| Segmento de texto |
:::
Comunicação: O Glocal

Cimeira Ibero-Americana, 1998. Procura, oferta e entropia na comunicação.

Os desafios para uma informação livre, plural e verdadeira.


É inevitável que num encontro como este se venha falar, uma vez mais, da Aldeia Global. Também eu irei fazê-lo, ainda que a contra gosto e, desde já me penitencio do facto.


Não gosto especialmente da expressão, apesar de lhe reconhecer valor instrumental. Serve ela para dar conta de uma particular realidade resultante da explosão das tecnologias da comunicação, em função das quais o mundo se tornou mais pequeno, posto que, agora, pelo menos no campo das hipóteses, os povos da Terra recuperam ou estão em vias de recuperar a tradição da tribo primitiva. Essa oralidade imediata, bem com a visão em permanência a ela associada do que vai pelos quatro cantos do mundo, facultadas, uma e outra, pela electrónica, pelo digital e pelas plataformas geo-estacionários, parece exprimir, em si mesma, um universo de comunicação global capaz de promover consensos à escala planetária.
:::
| Tarefas a realizar |
1. Enumere os meios que, segundo o segmento de texto, facultam a oralidade imediata e a visão em permanência do que vai pelo mundo.
2. Por favor, diga se cada afirmação concorda com o segmento de texto, com sim ou não e as palavras exatas que o decidem: (a) a expressão «Aldeia Global» agrada especialmente a quem escreve; (b) reconhece-se à expressão valor instrumental; (c) com a explosão das tecnologias da comunicação, o mundo tornou-se maior.
3. Que encontro e que ano indica o segmento de texto logo abaixo do título?

| Registos extraídos |
:::
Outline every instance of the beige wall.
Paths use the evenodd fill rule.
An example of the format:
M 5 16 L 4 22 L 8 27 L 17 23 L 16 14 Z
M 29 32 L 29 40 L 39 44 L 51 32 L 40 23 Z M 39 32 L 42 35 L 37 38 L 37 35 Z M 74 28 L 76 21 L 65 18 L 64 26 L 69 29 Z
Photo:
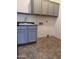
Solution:
M 61 10 L 59 10 L 59 16 L 57 18 L 57 21 L 55 23 L 55 26 L 54 26 L 54 33 L 53 33 L 53 36 L 61 39 Z
M 50 0 L 50 1 L 54 1 L 54 2 L 60 3 L 60 0 Z
M 52 0 L 52 1 L 59 2 L 59 0 Z M 38 25 L 38 37 L 43 37 L 49 34 L 50 36 L 61 38 L 60 13 L 59 13 L 59 17 L 18 14 L 17 19 L 18 21 L 35 22 L 37 25 L 39 24 L 39 22 L 43 22 L 43 25 Z

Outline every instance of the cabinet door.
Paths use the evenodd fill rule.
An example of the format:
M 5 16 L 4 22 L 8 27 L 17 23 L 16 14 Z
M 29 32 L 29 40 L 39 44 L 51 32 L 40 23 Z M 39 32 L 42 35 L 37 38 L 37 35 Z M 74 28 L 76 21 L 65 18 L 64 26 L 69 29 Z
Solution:
M 42 14 L 48 15 L 48 1 L 42 0 Z
M 17 28 L 17 42 L 18 44 L 24 44 L 28 42 L 26 27 L 19 26 Z
M 51 16 L 54 15 L 54 3 L 52 3 L 52 2 L 49 2 L 48 14 L 51 15 Z
M 31 0 L 17 0 L 17 12 L 31 13 Z
M 33 0 L 33 13 L 34 14 L 41 14 L 41 0 Z
M 33 30 L 28 31 L 29 42 L 35 42 L 37 39 L 37 32 Z
M 58 16 L 59 14 L 59 4 L 54 3 L 54 16 Z

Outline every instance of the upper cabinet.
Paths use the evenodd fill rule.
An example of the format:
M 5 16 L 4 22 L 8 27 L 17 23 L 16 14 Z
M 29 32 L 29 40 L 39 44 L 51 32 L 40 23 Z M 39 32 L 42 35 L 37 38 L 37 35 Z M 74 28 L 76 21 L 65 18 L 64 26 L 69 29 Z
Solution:
M 54 3 L 54 16 L 58 16 L 59 14 L 59 4 Z
M 17 11 L 38 15 L 58 16 L 59 3 L 50 0 L 18 0 Z
M 42 0 L 41 4 L 42 9 L 42 15 L 48 15 L 48 0 Z
M 17 11 L 31 13 L 31 0 L 17 0 Z
M 49 7 L 48 7 L 48 15 L 54 15 L 54 3 L 49 2 Z
M 41 14 L 41 1 L 42 0 L 32 0 L 32 13 L 33 14 Z

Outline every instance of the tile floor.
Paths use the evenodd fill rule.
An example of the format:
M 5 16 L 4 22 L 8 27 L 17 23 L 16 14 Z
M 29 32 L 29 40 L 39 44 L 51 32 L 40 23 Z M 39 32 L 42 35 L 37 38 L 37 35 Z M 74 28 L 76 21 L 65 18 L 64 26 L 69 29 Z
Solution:
M 39 38 L 37 43 L 18 46 L 17 59 L 61 59 L 61 40 Z

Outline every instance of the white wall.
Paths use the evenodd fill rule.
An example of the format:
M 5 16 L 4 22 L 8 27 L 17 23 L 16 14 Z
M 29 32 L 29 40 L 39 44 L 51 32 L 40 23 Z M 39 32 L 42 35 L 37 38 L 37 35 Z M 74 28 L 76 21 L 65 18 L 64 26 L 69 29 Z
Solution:
M 18 21 L 35 22 L 38 25 L 38 37 L 44 37 L 48 34 L 53 36 L 54 25 L 56 23 L 56 17 L 47 16 L 34 16 L 34 15 L 23 15 L 18 14 Z M 46 22 L 48 21 L 48 22 Z M 43 25 L 39 25 L 39 22 L 43 22 Z
M 17 11 L 31 13 L 31 0 L 17 0 Z

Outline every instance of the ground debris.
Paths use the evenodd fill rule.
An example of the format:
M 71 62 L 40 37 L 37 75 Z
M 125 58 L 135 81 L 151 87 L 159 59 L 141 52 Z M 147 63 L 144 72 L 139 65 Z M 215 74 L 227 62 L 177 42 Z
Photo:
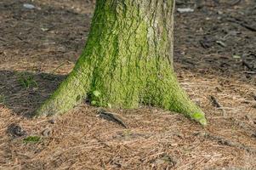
:::
| Lista de respostas |
1.
- a electrónica
- o digital
- as plataformas geo-estacionários

2.
(a) Não: «Não gosto especialmente da expressão»
(b) Sim: «apesar de lhe reconhecer valor instrumental»
(c) Não: «o mundo se tornou mais pequeno»

3. A Cimeira Ibero-Americana de 1998.